# House Proud ~ Share Your Favorite Home Decor & DYIs



## Cuechick (Oct 28, 2008)

I just recently moved into a new apartment and am in full decorating mode. Though I hated giving up my old place, I am really enjoying this new place and the challenge of pulling it all together. I have a bit more tweaking to do and have yet to really tackle my office or porch but slowly but surely it is coming together. I am really happy with the bedroom, last weekend I put up wallpaper in the bedroom, a removable kind great for renters! More info and photos on that here!










I am also very happy with how this little project turned out, a basic iKea cabinet (I found for $15 on Craig's List), added wallpaper to the sides and glass doors and I think it looks great! I also replaced an ugly folding door to the water heater, next to it, with a simple panel, also from ikea...!

What projects or room make you "house proud"?​


----------



## momilp (Jan 11, 2010)

Love what you did with your place. I like the color palette, fresh and invigorating.


----------



## mscottwriter (Nov 5, 2010)
________________
What to work on:
1. Gather every line in the entries below that contains the string "mouth".
2. Please extend the home decor forum thread above, starting right after its final line.
________________
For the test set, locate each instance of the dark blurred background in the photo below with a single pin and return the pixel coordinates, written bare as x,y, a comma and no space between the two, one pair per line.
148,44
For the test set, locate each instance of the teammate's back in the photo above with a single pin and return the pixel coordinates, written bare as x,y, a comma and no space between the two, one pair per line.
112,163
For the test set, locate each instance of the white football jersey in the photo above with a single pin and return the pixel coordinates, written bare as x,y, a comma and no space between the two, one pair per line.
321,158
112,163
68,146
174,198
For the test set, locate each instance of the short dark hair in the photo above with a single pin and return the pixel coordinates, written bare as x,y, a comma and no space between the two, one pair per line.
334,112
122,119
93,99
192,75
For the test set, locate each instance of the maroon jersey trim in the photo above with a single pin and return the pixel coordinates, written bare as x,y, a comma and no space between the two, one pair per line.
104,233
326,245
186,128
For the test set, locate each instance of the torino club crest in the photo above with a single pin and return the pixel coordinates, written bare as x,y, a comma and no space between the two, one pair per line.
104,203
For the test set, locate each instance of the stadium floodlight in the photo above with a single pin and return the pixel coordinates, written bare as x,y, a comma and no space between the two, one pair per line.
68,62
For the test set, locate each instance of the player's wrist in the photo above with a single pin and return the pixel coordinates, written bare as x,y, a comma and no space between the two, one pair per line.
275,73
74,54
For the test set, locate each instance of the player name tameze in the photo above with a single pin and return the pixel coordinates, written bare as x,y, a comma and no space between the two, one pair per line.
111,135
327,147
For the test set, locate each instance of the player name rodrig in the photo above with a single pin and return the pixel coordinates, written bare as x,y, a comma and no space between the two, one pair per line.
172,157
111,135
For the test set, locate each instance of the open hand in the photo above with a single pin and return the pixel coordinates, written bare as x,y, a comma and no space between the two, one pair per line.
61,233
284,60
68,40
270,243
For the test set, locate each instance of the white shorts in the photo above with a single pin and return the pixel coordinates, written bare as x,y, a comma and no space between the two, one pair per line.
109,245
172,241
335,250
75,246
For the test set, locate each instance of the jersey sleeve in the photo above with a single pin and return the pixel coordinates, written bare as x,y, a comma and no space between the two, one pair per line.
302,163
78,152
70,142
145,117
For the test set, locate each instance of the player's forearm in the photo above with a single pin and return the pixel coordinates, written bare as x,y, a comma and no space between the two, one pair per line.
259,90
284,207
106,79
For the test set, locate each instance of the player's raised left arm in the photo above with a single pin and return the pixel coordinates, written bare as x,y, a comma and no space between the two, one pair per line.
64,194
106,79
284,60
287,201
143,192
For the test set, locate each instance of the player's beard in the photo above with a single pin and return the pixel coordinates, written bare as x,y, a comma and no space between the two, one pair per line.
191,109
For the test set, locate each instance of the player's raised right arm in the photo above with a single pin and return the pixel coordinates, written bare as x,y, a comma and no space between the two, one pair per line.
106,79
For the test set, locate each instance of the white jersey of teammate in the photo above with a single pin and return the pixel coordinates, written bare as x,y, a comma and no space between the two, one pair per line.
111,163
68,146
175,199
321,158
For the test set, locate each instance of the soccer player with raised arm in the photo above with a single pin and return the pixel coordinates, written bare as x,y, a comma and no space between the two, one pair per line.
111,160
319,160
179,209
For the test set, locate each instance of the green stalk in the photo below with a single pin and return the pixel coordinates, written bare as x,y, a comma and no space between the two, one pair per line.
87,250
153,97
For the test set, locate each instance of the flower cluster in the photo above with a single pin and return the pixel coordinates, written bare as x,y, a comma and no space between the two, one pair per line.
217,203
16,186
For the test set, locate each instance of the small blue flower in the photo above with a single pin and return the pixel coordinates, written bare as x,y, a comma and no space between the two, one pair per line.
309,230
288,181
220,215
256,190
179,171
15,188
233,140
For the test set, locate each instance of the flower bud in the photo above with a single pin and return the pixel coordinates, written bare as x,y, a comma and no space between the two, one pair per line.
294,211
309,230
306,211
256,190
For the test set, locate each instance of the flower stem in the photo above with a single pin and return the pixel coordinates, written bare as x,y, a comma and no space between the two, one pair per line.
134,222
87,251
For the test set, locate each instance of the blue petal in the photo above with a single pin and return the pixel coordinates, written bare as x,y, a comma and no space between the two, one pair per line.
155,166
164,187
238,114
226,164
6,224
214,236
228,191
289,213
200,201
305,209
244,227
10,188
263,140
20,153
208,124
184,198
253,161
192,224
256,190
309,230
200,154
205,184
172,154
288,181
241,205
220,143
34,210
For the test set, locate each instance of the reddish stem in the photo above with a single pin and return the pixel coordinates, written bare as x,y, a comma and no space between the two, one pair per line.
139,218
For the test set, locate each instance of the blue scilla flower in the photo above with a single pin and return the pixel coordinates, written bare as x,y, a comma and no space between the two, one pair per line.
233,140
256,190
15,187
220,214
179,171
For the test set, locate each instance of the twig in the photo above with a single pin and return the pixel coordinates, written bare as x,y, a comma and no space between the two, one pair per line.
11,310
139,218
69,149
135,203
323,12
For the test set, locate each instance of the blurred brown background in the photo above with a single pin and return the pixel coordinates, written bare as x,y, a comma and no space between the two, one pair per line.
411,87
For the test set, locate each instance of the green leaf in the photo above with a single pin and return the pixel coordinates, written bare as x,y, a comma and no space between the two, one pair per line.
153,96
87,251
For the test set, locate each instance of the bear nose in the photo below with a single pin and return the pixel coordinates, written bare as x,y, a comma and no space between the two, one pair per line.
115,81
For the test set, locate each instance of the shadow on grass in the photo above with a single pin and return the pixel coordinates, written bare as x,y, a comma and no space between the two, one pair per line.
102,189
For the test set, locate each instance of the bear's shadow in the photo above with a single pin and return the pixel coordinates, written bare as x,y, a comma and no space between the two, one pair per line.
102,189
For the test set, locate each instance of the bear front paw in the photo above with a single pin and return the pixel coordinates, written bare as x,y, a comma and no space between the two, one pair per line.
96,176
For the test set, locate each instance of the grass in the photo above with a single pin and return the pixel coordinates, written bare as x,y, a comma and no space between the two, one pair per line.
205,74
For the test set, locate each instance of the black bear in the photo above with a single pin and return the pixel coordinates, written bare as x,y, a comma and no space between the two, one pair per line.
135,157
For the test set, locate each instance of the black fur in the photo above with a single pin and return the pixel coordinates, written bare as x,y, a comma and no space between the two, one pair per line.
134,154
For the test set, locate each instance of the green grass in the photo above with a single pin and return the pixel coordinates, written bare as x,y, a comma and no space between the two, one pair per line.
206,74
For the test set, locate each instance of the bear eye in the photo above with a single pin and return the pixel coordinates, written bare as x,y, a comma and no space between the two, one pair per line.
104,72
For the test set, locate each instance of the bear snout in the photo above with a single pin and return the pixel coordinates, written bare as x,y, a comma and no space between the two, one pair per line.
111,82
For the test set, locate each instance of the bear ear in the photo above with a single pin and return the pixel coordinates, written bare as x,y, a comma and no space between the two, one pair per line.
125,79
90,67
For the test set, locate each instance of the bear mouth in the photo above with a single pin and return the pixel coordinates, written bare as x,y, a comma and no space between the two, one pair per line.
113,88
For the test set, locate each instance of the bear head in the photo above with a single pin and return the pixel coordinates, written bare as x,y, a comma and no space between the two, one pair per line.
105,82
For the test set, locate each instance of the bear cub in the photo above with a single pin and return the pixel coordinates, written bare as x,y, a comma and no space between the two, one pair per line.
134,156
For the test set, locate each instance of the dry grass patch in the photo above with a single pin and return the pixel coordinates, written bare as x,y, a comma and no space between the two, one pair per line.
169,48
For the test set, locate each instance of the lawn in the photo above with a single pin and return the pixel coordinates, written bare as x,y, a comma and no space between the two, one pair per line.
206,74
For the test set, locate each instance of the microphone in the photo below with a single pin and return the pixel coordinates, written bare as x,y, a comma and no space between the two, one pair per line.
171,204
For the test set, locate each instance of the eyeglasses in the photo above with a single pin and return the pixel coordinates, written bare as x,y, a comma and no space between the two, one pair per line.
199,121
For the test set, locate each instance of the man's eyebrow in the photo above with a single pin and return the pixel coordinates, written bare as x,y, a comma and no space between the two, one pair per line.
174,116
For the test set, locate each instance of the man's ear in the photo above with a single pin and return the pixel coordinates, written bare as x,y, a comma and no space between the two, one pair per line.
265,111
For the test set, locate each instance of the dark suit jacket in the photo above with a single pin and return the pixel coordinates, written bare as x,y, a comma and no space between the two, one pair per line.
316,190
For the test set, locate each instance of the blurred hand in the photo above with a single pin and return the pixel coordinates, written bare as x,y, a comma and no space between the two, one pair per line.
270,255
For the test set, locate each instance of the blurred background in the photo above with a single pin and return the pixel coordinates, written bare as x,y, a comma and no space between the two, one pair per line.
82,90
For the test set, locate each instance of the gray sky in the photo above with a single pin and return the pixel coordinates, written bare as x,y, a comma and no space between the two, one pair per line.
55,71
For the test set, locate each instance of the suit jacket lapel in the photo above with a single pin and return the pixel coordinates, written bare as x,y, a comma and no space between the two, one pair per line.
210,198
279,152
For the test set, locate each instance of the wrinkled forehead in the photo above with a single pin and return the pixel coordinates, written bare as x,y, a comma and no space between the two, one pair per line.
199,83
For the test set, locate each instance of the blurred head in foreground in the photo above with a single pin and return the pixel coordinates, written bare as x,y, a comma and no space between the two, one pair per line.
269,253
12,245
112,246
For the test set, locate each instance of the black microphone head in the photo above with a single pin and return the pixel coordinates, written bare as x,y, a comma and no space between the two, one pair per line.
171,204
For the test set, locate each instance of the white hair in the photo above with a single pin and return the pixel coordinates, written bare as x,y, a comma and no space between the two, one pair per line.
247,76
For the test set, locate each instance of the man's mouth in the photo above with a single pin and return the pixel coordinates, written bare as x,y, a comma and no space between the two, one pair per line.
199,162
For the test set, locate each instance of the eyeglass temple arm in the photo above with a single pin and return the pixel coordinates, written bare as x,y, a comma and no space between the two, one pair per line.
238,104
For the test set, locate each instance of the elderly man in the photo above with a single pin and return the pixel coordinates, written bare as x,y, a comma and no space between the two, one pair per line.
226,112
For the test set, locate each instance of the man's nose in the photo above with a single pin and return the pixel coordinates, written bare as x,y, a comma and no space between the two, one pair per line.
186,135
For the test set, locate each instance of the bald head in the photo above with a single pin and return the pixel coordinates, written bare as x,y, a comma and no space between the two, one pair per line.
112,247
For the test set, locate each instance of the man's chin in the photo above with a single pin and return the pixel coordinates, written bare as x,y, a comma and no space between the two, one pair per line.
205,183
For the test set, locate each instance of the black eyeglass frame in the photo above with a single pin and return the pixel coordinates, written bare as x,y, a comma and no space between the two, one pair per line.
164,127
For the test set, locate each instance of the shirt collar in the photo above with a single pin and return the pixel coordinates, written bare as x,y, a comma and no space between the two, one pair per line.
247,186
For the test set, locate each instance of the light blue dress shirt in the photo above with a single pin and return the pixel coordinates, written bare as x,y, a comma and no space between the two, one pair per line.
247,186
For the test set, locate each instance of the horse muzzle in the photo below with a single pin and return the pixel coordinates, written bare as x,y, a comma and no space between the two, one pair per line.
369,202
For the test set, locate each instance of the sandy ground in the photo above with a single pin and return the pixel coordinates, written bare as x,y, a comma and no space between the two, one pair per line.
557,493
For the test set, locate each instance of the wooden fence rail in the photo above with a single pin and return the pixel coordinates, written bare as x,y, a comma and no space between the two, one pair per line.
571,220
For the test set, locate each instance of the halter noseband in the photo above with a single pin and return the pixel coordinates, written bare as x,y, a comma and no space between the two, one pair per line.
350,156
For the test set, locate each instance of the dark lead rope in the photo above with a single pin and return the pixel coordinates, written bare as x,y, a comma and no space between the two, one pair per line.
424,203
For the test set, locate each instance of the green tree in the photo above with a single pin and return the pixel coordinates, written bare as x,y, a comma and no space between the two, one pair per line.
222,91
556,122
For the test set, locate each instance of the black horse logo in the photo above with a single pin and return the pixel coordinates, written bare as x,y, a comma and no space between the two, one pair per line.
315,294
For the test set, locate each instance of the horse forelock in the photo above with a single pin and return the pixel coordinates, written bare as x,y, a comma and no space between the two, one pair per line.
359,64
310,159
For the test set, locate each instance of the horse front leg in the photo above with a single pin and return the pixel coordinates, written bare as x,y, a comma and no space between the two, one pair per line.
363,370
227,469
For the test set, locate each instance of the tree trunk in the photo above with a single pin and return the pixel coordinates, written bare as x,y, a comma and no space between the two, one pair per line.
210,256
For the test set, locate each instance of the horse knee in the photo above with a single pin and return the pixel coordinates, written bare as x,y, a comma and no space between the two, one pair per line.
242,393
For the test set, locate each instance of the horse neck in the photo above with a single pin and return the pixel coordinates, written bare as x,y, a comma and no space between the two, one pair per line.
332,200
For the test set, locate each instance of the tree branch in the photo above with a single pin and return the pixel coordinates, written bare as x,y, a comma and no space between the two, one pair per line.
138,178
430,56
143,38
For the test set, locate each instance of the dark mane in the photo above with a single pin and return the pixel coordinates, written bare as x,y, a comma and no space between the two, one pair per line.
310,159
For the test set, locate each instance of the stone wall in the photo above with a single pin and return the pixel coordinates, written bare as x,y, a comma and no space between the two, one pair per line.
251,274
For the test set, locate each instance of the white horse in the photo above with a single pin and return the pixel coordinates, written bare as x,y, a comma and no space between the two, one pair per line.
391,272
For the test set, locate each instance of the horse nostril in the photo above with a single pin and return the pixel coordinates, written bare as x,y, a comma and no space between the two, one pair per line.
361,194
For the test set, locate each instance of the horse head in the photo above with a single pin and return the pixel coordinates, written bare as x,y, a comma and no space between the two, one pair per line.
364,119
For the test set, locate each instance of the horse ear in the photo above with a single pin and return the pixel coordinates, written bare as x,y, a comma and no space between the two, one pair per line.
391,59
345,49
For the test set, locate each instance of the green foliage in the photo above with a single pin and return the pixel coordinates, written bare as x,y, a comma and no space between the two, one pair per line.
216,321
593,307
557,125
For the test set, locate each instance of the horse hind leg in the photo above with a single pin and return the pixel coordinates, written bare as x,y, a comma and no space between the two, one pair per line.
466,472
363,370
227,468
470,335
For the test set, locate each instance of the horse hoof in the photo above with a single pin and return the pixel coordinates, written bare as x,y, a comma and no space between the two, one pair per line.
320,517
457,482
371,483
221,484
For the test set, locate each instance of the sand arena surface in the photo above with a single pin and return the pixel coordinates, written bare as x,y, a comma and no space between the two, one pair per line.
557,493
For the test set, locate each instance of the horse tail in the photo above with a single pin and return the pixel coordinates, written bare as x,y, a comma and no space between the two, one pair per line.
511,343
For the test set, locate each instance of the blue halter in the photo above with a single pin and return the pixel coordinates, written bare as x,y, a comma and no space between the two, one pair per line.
________________
Set of answers:
1.
For the test set, locate each instance of the bear mouth in the photo above with a single pin and return the pixel coordinates, written bare as x,y, a comma and no space between the two, one pair per line.
For the test set, locate each instance of the man's mouth in the photo above with a single pin and return the pixel coordinates, written bare as x,y, a comma and no space between the two, one pair per line.

2.
Beautiful!  You have a real eye for color.  I'm amazed that you can put up wallpaper in your apartment!

My husband does a lot of woodworking, and he made our cabinets when we re-did our kitchen.  I'll have to take a picture and post it later on.


----------



## RhondaRN (Dec 27, 2009)

My gosh, you are talented!!  Love your rooms, also love the cat on the bed!!


----------



## ◄ Jess ► (Apr 21, 2010)

Oh wow, thanks so much on the tip for removable wallpaper! My apartments have always been incredibly boring because I can't paint or put up normal wallpaper. I didn't know such a thing existed!


----------



## Jane917 (Dec 29, 2009)

I am also amazed with the decorating skills. However, if you follow Cuechicks blog http://www.piewacketblog.com/ , you see her talents of photography, writing, decorating are out there for all of us to say "ooooohhhh aaaahhhhhh."

Congratulations on your new digs, and welcome back to California!


----------



## Cuechick (Oct 28, 2008)

Thanks everyone! Please post some of yours!


----------



## R J Askew (Dec 4, 2011)

I've decorated The Golly Gosh Room in my mind in entirely new shades of yellow music. I will need you to image them though as no camera has yet been invented to quiet capture such sublime metaphysicality. Ach, don't you find it sad that we lavish so much effort on our surroundings and all too often neglect our inner Palazzo?


----------



## mscottwriter (Nov 5, 2010)

Jane917 said:


> I am also amazed with the decorating skills. However, if you follow Cuechicks blog http://www.piewacketblog.com/ , you see her talents of photography, writing, decorating are out there for all of us to say "ooooohhhh aaaahhhhhh."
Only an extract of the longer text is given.